### Working data
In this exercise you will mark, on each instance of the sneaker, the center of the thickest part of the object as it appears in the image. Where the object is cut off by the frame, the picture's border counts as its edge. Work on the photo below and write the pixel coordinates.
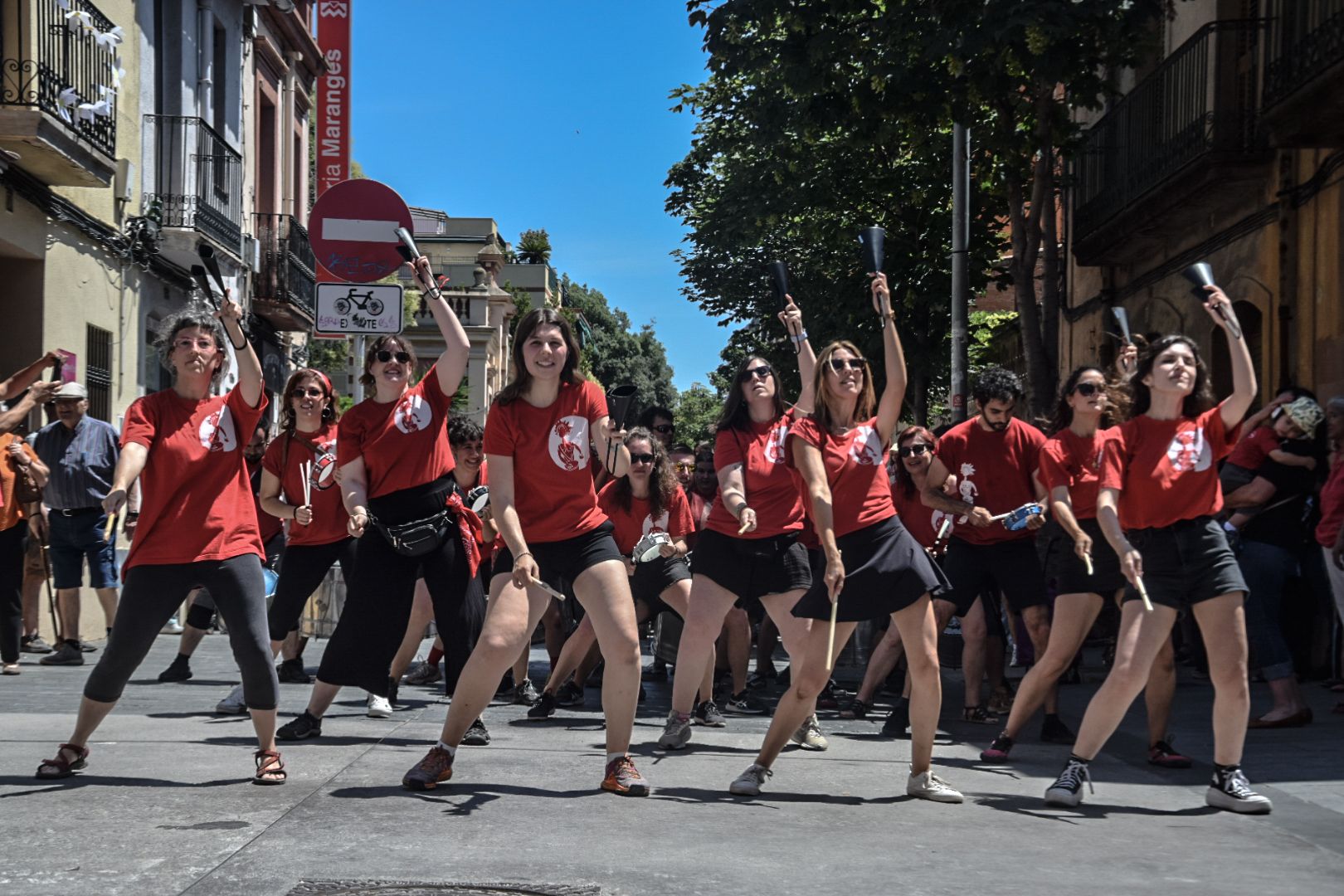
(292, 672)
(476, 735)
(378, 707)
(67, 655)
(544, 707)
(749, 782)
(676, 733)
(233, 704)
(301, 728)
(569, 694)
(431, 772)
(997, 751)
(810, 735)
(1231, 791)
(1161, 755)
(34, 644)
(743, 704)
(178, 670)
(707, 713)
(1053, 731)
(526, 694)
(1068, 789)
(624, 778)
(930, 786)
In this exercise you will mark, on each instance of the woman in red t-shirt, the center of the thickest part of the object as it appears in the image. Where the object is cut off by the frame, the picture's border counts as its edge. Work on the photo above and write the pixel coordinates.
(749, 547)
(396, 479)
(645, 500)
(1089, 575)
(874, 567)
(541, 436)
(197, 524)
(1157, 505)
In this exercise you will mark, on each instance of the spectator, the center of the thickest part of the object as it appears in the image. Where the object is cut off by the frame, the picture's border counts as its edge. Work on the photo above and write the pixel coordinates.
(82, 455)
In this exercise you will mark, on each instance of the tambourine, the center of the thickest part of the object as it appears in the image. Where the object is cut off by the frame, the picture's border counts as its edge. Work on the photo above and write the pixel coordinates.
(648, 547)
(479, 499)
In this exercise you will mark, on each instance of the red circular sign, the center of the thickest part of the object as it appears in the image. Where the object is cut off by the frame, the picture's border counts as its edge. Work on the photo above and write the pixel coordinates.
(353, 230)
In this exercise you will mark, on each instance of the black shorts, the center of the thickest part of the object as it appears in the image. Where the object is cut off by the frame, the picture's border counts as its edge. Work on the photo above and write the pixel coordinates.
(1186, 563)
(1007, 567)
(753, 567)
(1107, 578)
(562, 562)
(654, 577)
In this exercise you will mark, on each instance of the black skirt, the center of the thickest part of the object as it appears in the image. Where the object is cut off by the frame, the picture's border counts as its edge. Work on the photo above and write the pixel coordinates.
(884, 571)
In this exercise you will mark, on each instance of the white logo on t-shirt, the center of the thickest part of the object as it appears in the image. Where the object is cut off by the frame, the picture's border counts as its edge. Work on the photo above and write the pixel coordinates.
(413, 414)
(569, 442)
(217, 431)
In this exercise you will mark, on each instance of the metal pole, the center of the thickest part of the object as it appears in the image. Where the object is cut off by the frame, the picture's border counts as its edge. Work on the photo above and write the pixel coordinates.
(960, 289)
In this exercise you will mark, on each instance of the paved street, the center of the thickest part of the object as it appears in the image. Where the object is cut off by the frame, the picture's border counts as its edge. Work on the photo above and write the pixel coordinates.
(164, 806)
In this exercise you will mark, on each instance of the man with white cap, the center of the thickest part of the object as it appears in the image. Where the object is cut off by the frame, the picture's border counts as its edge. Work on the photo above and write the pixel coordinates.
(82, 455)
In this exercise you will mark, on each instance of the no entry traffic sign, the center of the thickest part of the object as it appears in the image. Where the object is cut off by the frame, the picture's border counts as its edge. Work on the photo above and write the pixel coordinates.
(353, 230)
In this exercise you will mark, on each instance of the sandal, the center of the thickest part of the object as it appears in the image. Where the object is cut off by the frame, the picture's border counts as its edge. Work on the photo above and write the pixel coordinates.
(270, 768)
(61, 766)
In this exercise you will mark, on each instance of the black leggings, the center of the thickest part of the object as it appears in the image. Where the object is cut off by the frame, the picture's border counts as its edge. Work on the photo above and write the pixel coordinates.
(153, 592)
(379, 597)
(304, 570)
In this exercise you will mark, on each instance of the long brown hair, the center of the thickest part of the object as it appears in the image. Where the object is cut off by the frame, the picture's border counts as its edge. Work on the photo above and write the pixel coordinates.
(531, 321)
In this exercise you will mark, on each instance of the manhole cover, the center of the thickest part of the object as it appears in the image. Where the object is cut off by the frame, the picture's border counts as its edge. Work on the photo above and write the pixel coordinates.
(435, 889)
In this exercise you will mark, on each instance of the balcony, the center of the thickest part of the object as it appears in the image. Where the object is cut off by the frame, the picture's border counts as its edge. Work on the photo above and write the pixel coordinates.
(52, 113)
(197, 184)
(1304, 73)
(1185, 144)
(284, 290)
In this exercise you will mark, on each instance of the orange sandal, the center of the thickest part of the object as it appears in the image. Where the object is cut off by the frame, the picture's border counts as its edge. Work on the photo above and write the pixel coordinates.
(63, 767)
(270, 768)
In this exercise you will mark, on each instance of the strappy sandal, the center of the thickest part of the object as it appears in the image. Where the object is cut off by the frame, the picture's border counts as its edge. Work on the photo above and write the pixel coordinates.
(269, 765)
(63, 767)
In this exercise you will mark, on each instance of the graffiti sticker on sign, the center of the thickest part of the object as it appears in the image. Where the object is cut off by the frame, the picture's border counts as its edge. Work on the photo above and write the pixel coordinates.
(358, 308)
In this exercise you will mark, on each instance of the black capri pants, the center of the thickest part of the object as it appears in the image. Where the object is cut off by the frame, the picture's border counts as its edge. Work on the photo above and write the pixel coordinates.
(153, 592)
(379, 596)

### Task objective
Reproduce, word for word, the entries from the line containing "of the graffiti" through the end of the entries, including both ends.

### Exercise answer
In this exercise you will mark, on each instance of the graffiti sticker on sign, the center of the thickest part of the object as it appears in the image. Where the object is cut off by the frame, the picture's border counts as its edge. Work on the photo above and write the pixel coordinates.
(358, 308)
In this exercise you will mark, on each instance of the black capri pants, the center of the thickest part of the object as it appears in the image. Where the object is cut off by the frame, the picture's border counts as its edge. Work on the photo above and write the pixel coordinates.
(153, 592)
(379, 596)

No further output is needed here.